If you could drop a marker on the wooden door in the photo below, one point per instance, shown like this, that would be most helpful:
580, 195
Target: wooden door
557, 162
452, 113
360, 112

____________

The problem: Rewrite every line of the items above, request lines included, and offset each answer point coordinate by adding 108 to it.

Solved exercise:
If you could drop a marker on the wooden door in the photo below, one point per instance, shown like this, that would be most helpful:
580, 195
Target: wooden door
665, 270
560, 221
468, 220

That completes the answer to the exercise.